*Data listing:*

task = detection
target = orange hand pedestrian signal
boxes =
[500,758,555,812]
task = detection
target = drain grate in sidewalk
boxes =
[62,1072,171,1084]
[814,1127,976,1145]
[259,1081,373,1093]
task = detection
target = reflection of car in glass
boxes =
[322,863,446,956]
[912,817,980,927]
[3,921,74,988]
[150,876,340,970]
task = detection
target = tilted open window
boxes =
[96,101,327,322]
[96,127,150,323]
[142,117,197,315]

==

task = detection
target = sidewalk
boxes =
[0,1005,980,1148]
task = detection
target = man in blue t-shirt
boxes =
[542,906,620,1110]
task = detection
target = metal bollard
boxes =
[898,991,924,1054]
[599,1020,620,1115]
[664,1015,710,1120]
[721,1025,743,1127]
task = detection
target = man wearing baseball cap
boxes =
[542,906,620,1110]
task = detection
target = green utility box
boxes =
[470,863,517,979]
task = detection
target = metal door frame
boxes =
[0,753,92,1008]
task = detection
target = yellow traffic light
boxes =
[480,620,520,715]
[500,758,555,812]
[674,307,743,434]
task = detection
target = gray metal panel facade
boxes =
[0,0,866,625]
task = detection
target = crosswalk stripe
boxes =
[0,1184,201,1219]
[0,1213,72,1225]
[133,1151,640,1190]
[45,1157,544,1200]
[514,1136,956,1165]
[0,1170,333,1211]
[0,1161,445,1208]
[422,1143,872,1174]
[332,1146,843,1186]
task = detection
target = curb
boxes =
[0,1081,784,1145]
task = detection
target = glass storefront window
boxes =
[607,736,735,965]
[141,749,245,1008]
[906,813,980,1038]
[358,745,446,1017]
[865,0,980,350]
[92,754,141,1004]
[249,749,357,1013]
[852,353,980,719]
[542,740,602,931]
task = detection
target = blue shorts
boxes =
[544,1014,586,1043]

*Short problem:* Collect from the listing above each line that contains the word "blue", and reproduce those lines in full.

*Finished task:*
target = man in blue t-shirt
target = blue shorts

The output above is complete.